**EXERCISE TEXT:**

AP NewsBreak: Staff at psychiatric hospital fear for safety
SEATTLE (AP) — A patient with a history of violence has been charged with the weekend assault of a nurse at a Washington state psychiatric hospital that recently lost accreditation and federal funding due to safety violations.
He is accused of punching the nurse, knocking her to the floor and repeatedly stomping on her head.
Staff at Western State Hospital questioned Wednesday why a patient, who had been involved in a previous attack, was even there. They say state officials have failed to adequately manage dangerous patients, moving them to less-secure wards instead of keeping them in the high-security forensic unit. Staffing shortages exacerbate the problem, they say.
“This patient had severely injured somebody else and they transferred him to our ward,” said nursing supervisor Willie Saw, who was on duty Sunday when the attack occurred. “We repeatedly told them not to do that. We are not equipped to handle a cage-fighter type of guy. I keep insisting to management that we’re not a combat unit.
“I feel like every day I go to work, somebody is going to die.”
Kelly Stowe, a spokeswoman with the Washington Department of Social and Health Services, which runs the hospital, said they can’t comment on a particular patient. Stowe said patients are admitted to the secure forensic ward for competency services and may be moved if they have been found to be untreatable and dangerous and are then civilly committed.

**DATA PROVIDED:**
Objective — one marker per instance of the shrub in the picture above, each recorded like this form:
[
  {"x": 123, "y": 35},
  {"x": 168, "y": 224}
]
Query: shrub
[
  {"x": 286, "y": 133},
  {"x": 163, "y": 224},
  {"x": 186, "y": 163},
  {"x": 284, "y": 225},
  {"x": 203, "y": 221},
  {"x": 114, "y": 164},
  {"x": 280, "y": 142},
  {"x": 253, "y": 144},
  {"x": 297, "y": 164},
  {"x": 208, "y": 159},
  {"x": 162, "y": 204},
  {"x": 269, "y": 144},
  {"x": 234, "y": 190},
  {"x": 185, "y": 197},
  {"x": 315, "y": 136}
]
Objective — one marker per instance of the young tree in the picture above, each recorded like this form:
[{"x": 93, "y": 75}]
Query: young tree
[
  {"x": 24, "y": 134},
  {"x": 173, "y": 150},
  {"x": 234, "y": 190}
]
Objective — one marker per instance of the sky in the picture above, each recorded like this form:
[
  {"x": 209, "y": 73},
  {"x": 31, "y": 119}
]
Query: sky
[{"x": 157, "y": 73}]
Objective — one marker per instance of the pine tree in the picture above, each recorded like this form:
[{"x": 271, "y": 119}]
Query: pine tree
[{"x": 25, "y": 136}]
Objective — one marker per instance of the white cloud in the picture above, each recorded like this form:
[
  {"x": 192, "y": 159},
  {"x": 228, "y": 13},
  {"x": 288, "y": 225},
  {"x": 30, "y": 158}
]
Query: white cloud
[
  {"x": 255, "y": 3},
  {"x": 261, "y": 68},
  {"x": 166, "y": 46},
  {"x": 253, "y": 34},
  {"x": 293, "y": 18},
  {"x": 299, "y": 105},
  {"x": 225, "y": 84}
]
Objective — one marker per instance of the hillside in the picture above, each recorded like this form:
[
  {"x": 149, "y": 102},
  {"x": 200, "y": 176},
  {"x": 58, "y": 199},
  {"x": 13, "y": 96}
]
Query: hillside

**PROMPT 1:**
Reproduce the passage of the psychiatric hospital article between "Kelly Stowe, a" and "then civilly committed.", inclusive.
**PROMPT 2:**
Continue the news article about the nurse assault at Western State Hospital from where it stops.

**WRITTEN ANSWER 1:**
Kelly Stowe, a spokeswoman with the Washington Department of Social and Health Services, which runs the hospital, said they can’t comment on a particular patient. Stowe said patients are admitted to the secure forensic ward for competency services and may be moved if they have been found to be untreatable and dangerous and are then civilly committed.

**WRITTEN ANSWER 2:**
“Our focus is on the employee who was assaulted as well as other patients and staff on the ward who are upset by the incident,” Stowe said.
The 850-bed hospital has been plagued by problems for years and was repeatedly cited for health and safety violations, ranging from assaults on workers to escapes by violent patients, including a man accused of torturing a woman to death who was loose for two days in 2016. Past federal inspections also found a lack of qualified staff, fear of retaliation from managers and a focus on bureaucracy over staff safety.
After a surprise inspection in May found more violations, the Centers for Medicare and Medicaid Services cut the hospital’s certification and $53 million in annual federal funds.
Ahead of the attack Sunday, a nurse was watching television with a patient when 19-year-old Tommy Lee Berlin walked into the room and wanted to change the channel, according to the probable cause declaration written by a Lakewood police officer. The nurse told Berlin that there was only 15 minutes left in the show and he could change the channel once it ended, the document said.
The nurse left the room. Berlin followed her and punched her on the side of her face, knocking her to the ground where he continued to punch her, the document said. A witness pushed Berlin away from the nurse, causing him to fall on the ground. Berlin got up, chased the witness and then ran back to the nurse and stomped on her head at least eight times, the document said.
“I walked into the ward and saw a person lying on the floor face down in a pool of blood,” said Saw, the nursing supervisor. “She was moaning and not responding. I thought she was dead - her face was soaked in blood. She vomited quite a bit.”
Chris Lawler, spokesman for the Lakewood Police Department, said Berlin suddenly stopped attacking the nurse on his own. He was escorted to the seclusion room before being arrested.
When a staff member asked Berlin, who had blood on his hands and shoes, what happened, he said: “She was harassing me and I just lost it,” the police document said.
On his way to the jail, he tried to bite an officer and spit toward his face, police said.
On Tuesday he was charged with one count of first-degree assault for the attack on the nurse, and one count of third-degree assault for his actions toward the officer.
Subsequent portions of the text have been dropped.